# Problem to work on
Write the next part of the mailing-list post about Thomas Metzinger's book Being No One, picking up right after its last sentence.

# Document extract
==========

[ExI] Being No One: The Self-Model Theory of Subjectivity

x at extropica.org x at extropica.org
Wed Feb 17 17:29:34 UTC 2010


On Sun Nov 23 17:39:04 UTC 2003, Jef wrote:
> I received my copy of this book from Amazon and it exceeded my expectations.
> The first chapter describes what I think are the key issues today in
> undertanding the illusion of self that colors so much of the thinking and
> discussion on this list.  The text is dense, not for the casual reader.
>Highly recommended for those seeking a wider view of consciousness that
> encompasses the "paradoxes" of qualia and subjectivity and David Chalmers'
> so-called "hard problem of consciousness."
>
> - Jef

[Note that I'm replying to a thread on this list from 2003.]

For those *serious* participants in this discussion who for some
reason aren't already familiar with Metzinger's work, there is now an
easy one hour introduction by video available at
http://www.youtube.com/watch?v=mthDxnFXs9k.


>
>
> Human Nature Review wrote:
>> Human Nature Review  2003 Volume 3: 450-454 ( 17 November )
>> URL of this document http://human-nature.com/nibbs/03/metzinger.html
>>
>> Book Review
>>
>> Being No One: The Self-Model Theory of Subjectivity
>> by Thomas Metzinger
>> MIT Press, (2003), pp. 699, ISBN: 0-262-13417-9
>>
>> Reviewed by Marcello Ghin.
>>
>> The notion of consciousness has been suspected of being too vague for
>> being a topic of scientific investigation. Recently, consciousness
>> has become more interesting in the light of new neuroscientific
>> imaging studies. Scientists from all over the world are searching for
>> neural correlates of consciousness. However, finding the neural basis
>> is not enough for a scientific explanation of conscious experience.

==========

# Recorded information
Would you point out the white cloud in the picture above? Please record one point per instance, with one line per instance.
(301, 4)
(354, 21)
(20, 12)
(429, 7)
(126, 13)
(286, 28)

==========

# The answer
>> After all, we are still facing the 'hard problem', as David Chalmers
>> dubbed it: why are those neural processes accompanied by conscious
>> experience at all? Maybe we can reformulate the question in this way:
>> Which constraints does a system have to satisfy in order to generate
>> conscious experience? Being No One is an attempt to give an answer to
>> the latter question. To be more precise: it is an attempt to give an
>> answer to the question of how information processing systems generate
>> the conscious experience of being someone.
>>
>> We all experience ourselves as being someone. For example, at this
>> moment you will have the impression that it is you who is actually
>> reading this review. And it is you who is forming thoughts about it.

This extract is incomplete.